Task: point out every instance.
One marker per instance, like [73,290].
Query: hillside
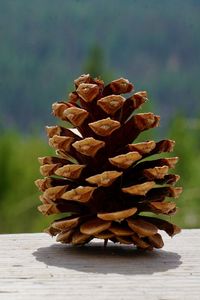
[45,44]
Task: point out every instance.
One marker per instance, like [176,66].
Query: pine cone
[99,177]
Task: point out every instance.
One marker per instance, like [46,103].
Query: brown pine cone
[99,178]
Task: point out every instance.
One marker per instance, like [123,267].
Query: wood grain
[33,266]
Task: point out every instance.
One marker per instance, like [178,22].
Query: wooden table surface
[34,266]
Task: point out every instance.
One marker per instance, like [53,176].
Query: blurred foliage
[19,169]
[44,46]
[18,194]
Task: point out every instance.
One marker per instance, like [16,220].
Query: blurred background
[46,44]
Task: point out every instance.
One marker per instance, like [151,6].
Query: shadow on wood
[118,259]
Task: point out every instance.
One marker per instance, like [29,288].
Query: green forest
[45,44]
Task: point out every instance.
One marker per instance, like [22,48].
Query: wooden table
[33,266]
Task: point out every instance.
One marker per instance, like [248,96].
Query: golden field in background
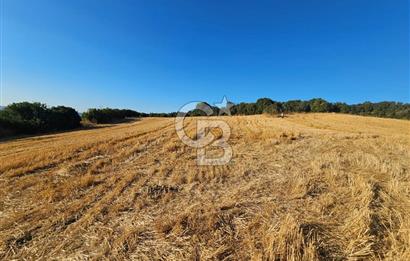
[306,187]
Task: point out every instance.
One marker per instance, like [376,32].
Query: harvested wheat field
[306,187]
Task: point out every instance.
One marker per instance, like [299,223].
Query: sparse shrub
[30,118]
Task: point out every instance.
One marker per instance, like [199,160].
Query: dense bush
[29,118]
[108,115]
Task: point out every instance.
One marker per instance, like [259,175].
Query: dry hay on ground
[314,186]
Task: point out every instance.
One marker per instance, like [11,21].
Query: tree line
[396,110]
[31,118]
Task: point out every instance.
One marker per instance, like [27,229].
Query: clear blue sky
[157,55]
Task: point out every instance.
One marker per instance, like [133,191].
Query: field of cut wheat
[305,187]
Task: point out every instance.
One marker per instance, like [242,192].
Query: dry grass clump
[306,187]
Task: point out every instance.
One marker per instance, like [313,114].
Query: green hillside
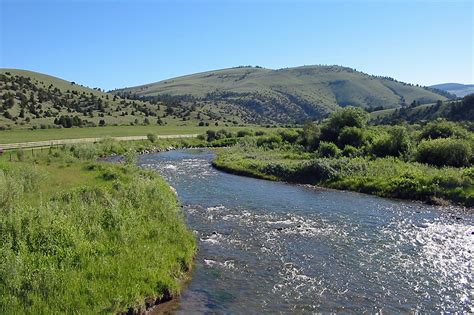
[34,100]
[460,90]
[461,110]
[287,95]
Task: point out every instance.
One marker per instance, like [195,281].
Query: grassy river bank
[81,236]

§ **EXERCISE DIRECTIONS**:
The images are to be left out while the entries are written out exactly.

§ **ANSWER SECTION**:
Task: point out every instance.
One marker per instance, like [73,290].
Query: hillside
[45,44]
Task: point out every instance.
One marker per instance, like [176,66].
Query: pine cone
[99,177]
Task: point out every instance.
One marker per instance, like [46,103].
Query: brown pine cone
[99,178]
Task: point out every instance.
One marker per instance, like [123,267].
Query: wood grain
[33,266]
Task: point out every instance.
One marker per instance, like [178,22].
Query: wooden table surface
[34,266]
Task: point out every instance.
One marker per instance, like [53,176].
Query: blurred foliage
[19,169]
[44,46]
[18,194]
Task: point out every instance.
One marker per instance, like [16,220].
Query: blurred background
[46,44]
Task: point out every instance.
One marker per instance, like [151,6].
Query: shadow on wood
[118,259]
Task: point out every instance.
One marker per instance, like [29,288].
Query: green forest
[45,44]
Task: point out every instance.
One marker per instance, like [22,48].
Query: wooden table
[33,266]
Task: point out every instance.
One marker per instance, like [248,96].
Query: golden field in background
[306,187]
Task: point out every instance.
One marker per instance, like [376,32].
Query: harvested wheat field
[306,187]
Task: point out every instance.
One marker per instance, like [299,223].
Query: sparse shrub
[30,118]
Task: point out every instance.
One marker per instance, like [199,160].
Query: dense bush
[29,118]
[108,115]
Task: point out every instance.
One marker per instance, like [259,175].
Query: dry hay on ground
[314,186]
Task: point out every instance.
One marker per instance, like [11,21].
Query: tree line
[396,110]
[31,118]
Task: point out every instance.
One marker per instance, like [27,229].
Query: clear blue sky
[157,55]
Task: point out every instance.
One marker per instance, like [133,191].
Query: field of cut wheat
[305,187]
Task: point out every instance.
One marker per instance, like [242,192].
Query: dry grass clump
[306,187]
Task: point out every instance.
One marker per instance, like [313,114].
Query: green hillside
[34,100]
[460,90]
[461,110]
[287,95]
Task: point out every instance.
One marker per instance, like [195,281].
Query: grassy river bank
[81,236]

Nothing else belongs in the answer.